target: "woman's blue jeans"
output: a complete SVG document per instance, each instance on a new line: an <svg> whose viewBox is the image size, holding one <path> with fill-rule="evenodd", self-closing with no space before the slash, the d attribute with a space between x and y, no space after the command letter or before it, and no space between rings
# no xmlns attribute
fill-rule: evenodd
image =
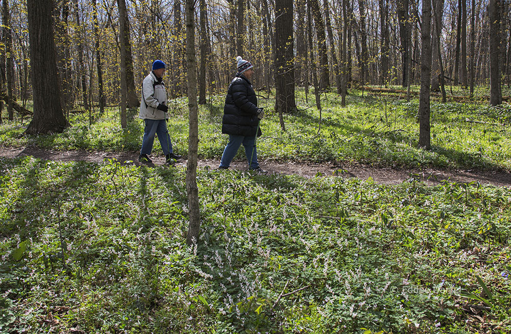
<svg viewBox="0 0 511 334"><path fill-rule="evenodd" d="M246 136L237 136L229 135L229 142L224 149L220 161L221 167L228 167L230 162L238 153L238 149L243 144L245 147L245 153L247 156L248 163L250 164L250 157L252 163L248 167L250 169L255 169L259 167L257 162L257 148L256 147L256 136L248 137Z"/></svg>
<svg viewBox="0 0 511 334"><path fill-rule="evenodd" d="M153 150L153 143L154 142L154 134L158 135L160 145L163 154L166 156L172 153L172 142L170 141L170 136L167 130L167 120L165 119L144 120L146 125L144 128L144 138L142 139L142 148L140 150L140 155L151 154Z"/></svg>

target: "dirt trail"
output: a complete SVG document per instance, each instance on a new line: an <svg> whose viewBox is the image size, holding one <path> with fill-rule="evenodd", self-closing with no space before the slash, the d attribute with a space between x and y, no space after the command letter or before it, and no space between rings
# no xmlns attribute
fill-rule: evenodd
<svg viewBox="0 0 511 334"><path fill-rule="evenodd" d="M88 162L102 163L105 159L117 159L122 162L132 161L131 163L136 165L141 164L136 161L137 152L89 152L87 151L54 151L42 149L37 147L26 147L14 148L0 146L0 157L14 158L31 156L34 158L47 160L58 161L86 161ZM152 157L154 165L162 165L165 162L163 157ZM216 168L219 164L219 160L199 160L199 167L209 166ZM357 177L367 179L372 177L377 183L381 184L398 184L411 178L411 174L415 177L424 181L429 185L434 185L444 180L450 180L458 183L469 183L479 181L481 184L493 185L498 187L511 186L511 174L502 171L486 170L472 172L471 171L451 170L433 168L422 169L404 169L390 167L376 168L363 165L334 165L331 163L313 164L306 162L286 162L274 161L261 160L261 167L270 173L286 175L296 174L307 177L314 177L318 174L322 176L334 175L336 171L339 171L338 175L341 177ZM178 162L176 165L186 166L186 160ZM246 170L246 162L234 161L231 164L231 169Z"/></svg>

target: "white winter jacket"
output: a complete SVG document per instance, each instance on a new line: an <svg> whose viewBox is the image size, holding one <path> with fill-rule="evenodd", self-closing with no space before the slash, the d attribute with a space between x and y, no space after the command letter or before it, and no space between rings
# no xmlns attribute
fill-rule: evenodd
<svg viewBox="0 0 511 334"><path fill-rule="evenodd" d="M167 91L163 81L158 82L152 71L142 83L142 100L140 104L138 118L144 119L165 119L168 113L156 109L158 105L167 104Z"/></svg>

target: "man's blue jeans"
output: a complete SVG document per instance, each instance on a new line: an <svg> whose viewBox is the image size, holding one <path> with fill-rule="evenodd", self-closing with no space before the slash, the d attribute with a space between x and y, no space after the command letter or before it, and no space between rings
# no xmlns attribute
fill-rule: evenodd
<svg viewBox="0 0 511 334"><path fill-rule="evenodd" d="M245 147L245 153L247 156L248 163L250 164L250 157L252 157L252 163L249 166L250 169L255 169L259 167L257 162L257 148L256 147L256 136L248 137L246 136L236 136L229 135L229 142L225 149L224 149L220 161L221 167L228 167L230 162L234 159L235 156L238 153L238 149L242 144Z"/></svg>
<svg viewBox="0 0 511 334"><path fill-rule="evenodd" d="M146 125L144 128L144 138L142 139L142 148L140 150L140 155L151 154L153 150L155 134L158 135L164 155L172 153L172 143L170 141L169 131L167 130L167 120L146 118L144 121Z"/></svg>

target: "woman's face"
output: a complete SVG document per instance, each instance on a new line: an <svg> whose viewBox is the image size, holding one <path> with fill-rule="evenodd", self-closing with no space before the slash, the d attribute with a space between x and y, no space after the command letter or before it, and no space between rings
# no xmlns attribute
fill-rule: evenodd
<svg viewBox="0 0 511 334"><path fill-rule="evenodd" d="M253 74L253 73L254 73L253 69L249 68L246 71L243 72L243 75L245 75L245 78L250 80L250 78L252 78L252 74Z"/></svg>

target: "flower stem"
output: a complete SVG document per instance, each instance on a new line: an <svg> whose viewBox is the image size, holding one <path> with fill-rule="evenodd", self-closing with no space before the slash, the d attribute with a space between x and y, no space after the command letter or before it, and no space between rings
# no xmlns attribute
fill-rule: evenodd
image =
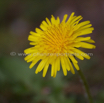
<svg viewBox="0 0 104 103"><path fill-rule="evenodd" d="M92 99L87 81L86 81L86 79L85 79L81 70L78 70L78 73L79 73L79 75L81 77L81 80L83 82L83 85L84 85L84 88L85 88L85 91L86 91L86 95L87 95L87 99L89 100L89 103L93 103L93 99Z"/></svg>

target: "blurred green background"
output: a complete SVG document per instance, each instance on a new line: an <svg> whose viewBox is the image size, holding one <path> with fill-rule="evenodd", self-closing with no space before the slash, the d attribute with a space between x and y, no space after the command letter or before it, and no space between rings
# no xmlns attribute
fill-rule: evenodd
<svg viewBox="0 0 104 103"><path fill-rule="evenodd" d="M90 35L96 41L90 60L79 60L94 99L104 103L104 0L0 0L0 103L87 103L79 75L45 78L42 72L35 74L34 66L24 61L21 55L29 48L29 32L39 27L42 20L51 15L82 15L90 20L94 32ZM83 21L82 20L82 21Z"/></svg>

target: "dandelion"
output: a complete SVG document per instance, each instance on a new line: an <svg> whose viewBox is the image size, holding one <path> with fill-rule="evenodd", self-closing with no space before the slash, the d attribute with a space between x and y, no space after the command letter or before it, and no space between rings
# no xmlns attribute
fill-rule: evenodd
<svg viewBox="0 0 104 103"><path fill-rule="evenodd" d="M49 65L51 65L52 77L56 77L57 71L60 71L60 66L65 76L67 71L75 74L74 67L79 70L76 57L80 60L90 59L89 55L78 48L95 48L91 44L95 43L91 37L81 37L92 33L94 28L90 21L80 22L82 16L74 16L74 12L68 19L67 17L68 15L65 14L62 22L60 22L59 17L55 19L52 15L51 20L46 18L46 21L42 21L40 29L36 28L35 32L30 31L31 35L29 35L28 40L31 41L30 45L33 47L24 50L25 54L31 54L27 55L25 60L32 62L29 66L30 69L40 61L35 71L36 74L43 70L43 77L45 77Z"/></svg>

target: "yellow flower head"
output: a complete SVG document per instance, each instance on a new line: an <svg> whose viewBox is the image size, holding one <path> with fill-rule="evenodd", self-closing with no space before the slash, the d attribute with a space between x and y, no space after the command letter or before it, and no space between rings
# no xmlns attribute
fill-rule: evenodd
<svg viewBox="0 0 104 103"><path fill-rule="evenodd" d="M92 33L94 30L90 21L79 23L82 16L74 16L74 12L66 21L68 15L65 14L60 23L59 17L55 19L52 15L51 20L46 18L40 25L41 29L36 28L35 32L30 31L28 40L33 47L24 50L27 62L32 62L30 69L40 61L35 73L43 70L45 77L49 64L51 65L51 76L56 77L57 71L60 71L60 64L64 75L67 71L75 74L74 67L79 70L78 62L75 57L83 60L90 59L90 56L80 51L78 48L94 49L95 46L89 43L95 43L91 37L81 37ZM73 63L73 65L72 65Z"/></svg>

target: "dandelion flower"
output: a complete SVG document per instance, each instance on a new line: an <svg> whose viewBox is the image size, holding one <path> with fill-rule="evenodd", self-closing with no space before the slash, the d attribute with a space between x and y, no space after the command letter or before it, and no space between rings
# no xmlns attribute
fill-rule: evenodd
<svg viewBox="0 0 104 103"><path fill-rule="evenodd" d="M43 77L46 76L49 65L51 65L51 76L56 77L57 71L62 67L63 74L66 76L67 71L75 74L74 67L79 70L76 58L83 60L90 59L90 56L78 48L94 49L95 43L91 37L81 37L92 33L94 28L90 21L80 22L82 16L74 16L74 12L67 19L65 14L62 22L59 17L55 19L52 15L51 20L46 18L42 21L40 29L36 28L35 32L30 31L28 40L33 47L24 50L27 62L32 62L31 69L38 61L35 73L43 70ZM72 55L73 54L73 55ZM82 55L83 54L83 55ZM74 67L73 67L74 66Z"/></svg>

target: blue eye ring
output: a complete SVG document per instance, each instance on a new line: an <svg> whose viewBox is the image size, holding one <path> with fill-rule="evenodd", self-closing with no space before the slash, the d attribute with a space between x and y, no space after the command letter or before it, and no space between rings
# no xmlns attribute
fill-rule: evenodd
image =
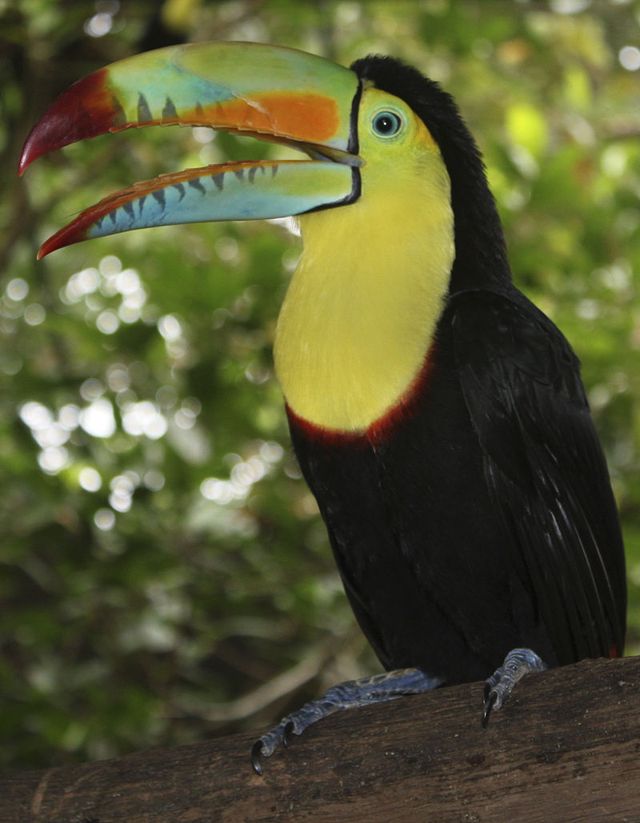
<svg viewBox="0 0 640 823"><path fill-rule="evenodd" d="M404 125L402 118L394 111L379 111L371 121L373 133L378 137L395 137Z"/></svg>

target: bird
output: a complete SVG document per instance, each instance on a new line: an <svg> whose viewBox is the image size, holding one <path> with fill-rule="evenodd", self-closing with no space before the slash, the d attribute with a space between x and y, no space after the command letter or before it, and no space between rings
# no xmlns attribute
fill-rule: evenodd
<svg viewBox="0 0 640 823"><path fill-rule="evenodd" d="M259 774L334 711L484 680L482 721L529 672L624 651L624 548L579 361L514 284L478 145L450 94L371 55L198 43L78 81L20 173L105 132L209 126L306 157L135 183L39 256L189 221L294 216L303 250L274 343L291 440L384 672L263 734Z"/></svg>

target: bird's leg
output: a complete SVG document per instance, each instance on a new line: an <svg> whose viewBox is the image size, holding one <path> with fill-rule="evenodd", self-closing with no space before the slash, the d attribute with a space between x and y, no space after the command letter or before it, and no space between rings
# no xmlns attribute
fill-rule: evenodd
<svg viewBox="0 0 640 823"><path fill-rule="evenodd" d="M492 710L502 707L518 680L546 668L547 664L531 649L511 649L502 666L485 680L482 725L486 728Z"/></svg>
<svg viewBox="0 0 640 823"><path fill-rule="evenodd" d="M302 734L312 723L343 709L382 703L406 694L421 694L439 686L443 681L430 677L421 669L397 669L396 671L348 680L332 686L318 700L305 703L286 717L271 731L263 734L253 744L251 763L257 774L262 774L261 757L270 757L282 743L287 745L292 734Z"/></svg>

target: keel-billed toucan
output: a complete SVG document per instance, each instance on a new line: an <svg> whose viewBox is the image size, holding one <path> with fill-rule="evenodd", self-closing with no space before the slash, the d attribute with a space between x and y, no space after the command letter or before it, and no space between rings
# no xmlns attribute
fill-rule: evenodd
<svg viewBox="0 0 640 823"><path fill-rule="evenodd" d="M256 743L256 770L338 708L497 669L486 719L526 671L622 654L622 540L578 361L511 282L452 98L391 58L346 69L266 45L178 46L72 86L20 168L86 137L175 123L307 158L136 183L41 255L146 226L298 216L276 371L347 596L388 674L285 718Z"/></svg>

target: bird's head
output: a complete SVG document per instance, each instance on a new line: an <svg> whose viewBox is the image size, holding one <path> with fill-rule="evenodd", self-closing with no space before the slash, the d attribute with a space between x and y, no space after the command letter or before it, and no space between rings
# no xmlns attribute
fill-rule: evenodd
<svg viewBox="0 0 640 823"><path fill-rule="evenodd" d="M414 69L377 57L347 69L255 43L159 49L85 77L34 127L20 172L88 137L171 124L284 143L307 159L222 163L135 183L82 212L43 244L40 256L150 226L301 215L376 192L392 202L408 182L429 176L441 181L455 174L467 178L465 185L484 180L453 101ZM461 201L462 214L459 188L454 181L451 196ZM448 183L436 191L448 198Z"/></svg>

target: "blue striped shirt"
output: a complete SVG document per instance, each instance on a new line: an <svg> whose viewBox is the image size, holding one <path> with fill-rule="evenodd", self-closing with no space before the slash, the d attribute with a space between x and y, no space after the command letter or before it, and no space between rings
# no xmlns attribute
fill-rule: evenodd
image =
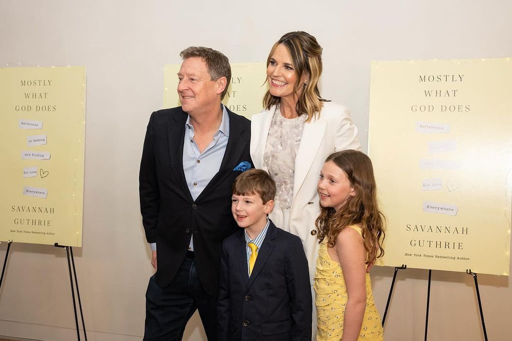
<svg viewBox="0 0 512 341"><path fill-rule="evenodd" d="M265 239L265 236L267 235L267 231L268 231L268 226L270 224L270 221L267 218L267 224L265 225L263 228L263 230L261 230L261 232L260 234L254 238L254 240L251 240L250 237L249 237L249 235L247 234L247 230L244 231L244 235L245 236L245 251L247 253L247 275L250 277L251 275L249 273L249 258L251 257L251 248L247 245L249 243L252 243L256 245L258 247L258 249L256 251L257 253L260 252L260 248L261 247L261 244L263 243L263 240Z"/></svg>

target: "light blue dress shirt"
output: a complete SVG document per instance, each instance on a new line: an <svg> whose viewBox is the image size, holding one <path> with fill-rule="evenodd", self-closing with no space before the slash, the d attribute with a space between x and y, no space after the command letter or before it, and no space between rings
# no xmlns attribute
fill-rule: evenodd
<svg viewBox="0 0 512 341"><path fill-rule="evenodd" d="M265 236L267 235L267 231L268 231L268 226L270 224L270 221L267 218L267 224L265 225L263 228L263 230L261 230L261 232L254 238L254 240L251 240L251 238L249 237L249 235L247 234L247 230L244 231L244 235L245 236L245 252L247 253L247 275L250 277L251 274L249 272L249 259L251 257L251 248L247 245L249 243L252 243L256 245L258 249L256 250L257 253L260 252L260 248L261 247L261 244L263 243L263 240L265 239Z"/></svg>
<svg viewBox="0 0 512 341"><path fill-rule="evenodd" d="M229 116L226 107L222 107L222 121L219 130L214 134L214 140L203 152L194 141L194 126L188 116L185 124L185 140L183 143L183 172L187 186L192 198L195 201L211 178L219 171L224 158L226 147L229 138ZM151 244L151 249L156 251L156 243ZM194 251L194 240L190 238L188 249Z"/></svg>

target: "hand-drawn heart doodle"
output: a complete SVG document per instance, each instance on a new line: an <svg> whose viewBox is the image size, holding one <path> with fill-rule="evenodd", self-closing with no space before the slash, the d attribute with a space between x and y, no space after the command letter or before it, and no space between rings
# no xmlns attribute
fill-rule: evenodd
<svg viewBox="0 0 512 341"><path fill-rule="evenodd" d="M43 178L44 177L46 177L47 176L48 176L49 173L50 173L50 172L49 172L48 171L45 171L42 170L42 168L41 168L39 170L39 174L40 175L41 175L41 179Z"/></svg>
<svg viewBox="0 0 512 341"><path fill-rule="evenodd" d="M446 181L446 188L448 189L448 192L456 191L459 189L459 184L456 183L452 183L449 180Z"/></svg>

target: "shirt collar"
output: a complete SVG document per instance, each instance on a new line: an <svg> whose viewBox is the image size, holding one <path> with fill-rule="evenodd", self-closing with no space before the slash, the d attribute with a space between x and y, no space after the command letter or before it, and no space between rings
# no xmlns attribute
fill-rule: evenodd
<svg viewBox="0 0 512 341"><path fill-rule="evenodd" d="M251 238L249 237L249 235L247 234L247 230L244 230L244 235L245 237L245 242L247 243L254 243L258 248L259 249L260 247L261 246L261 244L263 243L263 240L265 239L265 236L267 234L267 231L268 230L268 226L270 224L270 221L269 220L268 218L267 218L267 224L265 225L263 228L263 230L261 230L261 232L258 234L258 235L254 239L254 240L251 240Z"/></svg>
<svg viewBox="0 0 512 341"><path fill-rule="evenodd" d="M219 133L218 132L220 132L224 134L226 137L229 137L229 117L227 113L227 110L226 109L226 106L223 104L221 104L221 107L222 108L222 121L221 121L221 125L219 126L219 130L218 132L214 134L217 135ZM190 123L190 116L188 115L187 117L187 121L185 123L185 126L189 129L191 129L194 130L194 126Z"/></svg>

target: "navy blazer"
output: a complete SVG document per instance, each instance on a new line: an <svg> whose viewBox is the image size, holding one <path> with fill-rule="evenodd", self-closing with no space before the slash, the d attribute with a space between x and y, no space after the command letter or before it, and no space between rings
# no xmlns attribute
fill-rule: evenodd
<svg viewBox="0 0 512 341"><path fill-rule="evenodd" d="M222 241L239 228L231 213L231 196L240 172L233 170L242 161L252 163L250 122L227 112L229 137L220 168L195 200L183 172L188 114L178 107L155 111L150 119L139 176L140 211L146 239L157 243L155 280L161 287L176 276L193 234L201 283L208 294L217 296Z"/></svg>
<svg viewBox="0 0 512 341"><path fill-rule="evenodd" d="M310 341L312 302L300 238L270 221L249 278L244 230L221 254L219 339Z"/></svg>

===

Problem details.
From the start of the listing through the line containing "150L153 143L154 142L154", copy the lines again but swap "woman's" for "girl's" and change nothing else. Leave the pictures out.

Full solution.
target: "girl's blue jeans"
output: a complete SVG document per instance, each instance on a new line: an <svg> whose viewBox is the image size, holding one <path> with fill-rule="evenodd", self-closing with no space before the slash, the d attribute with a space between x and y, no space after the command letter or before it, and no space between rings
# no xmlns attribute
fill-rule: evenodd
image =
<svg viewBox="0 0 511 334"><path fill-rule="evenodd" d="M246 136L237 136L229 135L229 142L224 149L220 161L221 167L228 167L230 162L238 153L238 149L243 144L245 147L245 153L247 156L248 163L250 164L250 157L252 163L248 167L250 169L255 169L259 167L257 162L257 148L256 147L256 136L248 137Z"/></svg>
<svg viewBox="0 0 511 334"><path fill-rule="evenodd" d="M153 150L153 143L154 142L154 134L158 135L160 145L163 154L166 156L172 153L172 142L170 141L170 136L167 130L167 120L165 119L144 120L146 125L144 128L144 138L142 139L142 148L140 150L140 155L151 154Z"/></svg>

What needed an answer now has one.